[Exercise task]: Drop every picture and give the entries back exactly.

▶

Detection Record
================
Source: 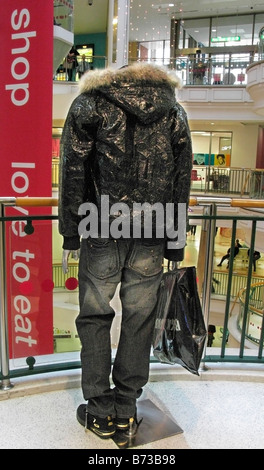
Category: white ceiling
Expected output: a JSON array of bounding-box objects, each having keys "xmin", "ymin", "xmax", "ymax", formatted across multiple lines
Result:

◀

[Problem solution]:
Detection Record
================
Source: 
Category: white ceiling
Expected output: a JSON array of bounding-box objects, each having keys "xmin", "ymin", "xmax", "ymax", formatted across multiple lines
Result:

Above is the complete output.